===== Text block

NPA (Non-Performing Asset)

← VIEW ALL GLOSSARY TERMS

DEFINITION

A Non-Performing Asset (NPA) is a loan on which the borrower has stopped making principal or interest payments for more than 90 days. Banks are required by RBI to classify such loans as NPAs, which impacts their financial health and lending capacity.

NPAs are sub-classified as: Sub-standard (NPA for up to 12 months), Doubtful (NPA for 12+ months), and Loss assets (identified as uncollectible). Banks must set aside provisions (reserves) against NPAs, reducing their profitability.

For borrowers, having an account classified as NPA severely damages credit scores, may trigger SARFAESI proceedings for secured loans, and makes obtaining future credit extremely difficult.

FREQUENTLY ASKED QUESTIONS

What happens when a loan becomes NPA?
The borrower's credit score drops severely, the lender may initiate recovery proceedings (including SARFAESI for secured loans), and obtaining any new credit becomes extremely difficult.

==========
===== Dataset content

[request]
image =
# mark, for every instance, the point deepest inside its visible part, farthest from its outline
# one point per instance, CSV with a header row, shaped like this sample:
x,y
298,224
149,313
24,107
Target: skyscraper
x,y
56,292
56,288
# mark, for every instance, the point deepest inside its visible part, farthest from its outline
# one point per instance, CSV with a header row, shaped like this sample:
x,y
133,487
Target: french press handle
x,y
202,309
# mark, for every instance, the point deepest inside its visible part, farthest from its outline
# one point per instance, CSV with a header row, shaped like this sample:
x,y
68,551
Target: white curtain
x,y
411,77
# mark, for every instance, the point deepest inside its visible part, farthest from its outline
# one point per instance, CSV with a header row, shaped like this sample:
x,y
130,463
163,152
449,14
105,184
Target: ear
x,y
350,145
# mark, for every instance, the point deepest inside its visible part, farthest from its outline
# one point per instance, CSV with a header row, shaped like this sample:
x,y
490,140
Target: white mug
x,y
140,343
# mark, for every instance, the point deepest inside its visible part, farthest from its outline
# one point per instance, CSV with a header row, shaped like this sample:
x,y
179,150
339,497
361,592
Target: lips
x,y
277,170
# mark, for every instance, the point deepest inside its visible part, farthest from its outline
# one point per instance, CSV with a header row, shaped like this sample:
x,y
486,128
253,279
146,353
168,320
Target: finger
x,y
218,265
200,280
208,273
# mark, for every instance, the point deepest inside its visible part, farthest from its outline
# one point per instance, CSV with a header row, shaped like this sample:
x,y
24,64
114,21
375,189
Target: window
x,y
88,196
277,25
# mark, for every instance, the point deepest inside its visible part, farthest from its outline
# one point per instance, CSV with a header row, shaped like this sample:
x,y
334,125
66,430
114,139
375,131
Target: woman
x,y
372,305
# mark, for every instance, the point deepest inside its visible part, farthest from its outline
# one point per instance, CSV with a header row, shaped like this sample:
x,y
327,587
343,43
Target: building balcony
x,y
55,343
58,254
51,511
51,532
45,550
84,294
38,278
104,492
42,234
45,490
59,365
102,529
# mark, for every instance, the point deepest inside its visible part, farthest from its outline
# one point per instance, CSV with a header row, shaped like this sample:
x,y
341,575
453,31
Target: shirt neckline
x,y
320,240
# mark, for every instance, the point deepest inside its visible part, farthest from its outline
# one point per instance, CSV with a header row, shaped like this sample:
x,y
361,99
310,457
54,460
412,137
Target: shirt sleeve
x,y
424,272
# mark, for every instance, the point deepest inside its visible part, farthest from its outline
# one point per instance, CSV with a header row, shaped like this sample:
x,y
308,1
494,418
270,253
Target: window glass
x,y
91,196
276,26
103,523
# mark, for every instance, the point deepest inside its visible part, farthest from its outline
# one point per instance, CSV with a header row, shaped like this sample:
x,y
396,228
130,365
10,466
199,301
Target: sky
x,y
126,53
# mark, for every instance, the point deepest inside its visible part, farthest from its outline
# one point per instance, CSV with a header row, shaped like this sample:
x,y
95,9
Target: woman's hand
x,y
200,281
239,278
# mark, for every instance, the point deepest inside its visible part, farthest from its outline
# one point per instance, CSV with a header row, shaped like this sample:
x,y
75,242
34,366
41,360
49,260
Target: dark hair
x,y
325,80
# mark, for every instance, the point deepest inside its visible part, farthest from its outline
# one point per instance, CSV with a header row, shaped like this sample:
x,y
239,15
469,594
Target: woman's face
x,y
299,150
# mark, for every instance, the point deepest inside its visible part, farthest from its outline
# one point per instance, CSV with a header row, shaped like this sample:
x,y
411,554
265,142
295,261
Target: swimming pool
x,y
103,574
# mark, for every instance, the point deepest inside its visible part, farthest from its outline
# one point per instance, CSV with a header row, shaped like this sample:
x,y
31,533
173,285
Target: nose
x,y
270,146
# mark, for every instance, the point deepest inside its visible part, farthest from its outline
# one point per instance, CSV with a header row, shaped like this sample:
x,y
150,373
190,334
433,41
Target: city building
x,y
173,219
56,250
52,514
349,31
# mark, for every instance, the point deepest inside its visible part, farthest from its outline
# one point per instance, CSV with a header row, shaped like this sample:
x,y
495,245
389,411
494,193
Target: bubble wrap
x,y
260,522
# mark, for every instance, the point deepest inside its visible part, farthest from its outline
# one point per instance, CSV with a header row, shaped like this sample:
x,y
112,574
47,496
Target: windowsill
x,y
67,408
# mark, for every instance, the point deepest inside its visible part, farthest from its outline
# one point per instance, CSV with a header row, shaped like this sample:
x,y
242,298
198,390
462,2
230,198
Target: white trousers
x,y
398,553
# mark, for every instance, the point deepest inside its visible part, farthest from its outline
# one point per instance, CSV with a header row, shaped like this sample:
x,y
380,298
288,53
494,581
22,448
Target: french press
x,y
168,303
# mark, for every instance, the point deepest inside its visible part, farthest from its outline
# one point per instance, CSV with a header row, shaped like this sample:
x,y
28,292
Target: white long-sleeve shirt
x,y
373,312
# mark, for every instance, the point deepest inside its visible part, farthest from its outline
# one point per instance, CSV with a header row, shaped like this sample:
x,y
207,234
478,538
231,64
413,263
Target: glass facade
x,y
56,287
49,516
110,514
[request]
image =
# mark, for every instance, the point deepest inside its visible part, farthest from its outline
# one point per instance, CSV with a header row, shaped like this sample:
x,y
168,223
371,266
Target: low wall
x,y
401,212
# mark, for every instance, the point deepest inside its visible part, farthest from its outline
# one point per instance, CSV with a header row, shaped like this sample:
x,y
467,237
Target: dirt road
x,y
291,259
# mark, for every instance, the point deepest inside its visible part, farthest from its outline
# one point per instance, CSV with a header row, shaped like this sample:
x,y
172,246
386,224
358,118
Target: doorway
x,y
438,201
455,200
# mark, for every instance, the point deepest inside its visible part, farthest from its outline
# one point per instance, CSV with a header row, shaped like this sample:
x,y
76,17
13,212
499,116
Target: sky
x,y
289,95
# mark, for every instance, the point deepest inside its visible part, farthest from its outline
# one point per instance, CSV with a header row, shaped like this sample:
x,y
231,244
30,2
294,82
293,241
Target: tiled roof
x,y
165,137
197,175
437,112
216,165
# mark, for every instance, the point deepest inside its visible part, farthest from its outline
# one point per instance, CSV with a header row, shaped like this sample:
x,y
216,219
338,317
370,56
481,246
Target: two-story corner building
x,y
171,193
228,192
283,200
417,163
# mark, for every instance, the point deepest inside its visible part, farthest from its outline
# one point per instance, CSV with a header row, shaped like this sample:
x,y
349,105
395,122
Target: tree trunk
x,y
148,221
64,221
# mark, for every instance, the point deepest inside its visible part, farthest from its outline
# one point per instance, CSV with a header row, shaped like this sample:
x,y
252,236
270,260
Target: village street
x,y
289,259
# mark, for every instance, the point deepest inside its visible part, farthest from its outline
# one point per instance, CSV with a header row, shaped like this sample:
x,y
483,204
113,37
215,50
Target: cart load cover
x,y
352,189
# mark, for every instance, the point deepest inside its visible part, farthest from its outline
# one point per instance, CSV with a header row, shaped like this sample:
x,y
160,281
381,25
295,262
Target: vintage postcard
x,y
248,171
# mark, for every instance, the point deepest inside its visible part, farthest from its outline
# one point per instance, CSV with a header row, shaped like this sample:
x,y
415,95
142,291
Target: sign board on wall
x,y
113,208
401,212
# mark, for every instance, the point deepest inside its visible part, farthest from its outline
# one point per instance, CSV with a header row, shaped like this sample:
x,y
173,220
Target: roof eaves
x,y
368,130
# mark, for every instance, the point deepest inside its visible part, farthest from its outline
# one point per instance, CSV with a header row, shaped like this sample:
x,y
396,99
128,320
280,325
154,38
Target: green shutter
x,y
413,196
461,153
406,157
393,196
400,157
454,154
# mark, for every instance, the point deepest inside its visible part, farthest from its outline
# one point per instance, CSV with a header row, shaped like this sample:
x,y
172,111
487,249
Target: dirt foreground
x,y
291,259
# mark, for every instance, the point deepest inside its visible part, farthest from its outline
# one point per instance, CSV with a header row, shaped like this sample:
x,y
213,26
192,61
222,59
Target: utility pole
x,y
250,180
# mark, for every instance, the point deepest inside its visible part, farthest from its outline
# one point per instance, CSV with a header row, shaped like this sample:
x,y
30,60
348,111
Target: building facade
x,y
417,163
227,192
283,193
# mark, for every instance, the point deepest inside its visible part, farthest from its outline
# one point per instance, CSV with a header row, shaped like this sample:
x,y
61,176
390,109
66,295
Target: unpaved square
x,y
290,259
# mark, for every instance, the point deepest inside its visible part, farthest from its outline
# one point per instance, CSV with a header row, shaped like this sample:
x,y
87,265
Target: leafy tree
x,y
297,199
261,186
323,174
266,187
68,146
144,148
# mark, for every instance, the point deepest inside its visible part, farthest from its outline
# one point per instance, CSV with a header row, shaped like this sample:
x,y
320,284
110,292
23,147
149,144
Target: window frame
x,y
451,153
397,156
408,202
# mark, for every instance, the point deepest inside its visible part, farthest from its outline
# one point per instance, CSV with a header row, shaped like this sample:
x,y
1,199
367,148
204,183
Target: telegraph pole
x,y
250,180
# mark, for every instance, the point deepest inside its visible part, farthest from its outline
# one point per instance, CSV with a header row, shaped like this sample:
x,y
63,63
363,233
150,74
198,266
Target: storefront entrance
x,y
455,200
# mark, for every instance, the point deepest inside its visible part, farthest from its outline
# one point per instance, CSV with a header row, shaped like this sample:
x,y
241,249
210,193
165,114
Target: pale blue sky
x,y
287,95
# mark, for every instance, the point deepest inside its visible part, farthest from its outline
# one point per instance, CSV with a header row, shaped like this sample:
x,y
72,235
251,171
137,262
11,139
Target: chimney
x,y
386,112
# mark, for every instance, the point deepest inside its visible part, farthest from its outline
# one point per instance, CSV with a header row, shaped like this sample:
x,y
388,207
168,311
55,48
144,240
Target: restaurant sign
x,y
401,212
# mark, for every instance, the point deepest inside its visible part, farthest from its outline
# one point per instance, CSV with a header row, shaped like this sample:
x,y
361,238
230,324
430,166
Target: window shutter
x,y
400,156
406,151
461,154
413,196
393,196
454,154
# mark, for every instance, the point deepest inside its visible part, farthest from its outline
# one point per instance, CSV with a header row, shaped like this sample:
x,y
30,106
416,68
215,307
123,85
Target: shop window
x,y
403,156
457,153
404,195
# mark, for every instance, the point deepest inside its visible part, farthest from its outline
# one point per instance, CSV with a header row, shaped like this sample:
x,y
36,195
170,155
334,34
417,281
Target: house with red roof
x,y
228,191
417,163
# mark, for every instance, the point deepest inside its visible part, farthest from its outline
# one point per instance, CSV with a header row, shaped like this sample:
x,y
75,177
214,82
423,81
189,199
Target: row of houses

==========

(Written tasks):
(A) Name every category into which the NPA glossary page sub-classifies non-performing assets.
(B) Reproduce the NPA glossary page verbatim, taking everything from "NPAs are sub-classified" down to "becomes extremely difficult.".
(C) Extend the NPA glossary page beyond its last sentence, keeping its style and format.
These entries have no connection to the NPA glossary page.

(Answer list):
(A) Sub-standard (NPA for up to 12 months), Doubtful (NPA for 12+ months), and Loss assets (identified as uncollectible).

(B)
NPAs are sub-classified as: Sub-standard (NPA for up to 12 months), Doubtful (NPA for 12+ months), and Loss assets (identified as uncollectible). Banks must set aside provisions (reserves) against NPAs, reducing their profitability.

For borrowers, having an account classified as NPA severely damages credit scores, may trigger SARFAESI proceedings for secured loans, and makes obtaining future credit extremely difficult.

FREQUENTLY ASKED QUESTIONS

What happens when a loan becomes NPA?
The borrower's credit score drops severely, the lender may initiate recovery proceedings (including SARFAESI for secured loans), and obtaining any new credit becomes extremely difficult.

(C)
Can an NPA loan be resolved?
Yes — through full repayment, settlement (paying a negotiated lower amount), restructuring, or one-time settlement (OTS). Each option has different credit and financial implications.
How do I avoid NPA classification?
Make timely payments, contact your lender proactively if facing difficulties, and explore restructuring options before missing payments. Even paying the minimum due prevents NPA classification.

WHY IT MATTERS

NPA classification has severe consequences for both lenders and borrowers. Understanding this helps borrowers avoid the circumstances that lead to default and NPA classification.

HOW NIHAL FINTECH USES IT

Nihal Fintech emphasizes the importance of regular repayments and proactive communication with lenders. We help clients facing financial difficulties explore restructuring options before accounts turn NPA.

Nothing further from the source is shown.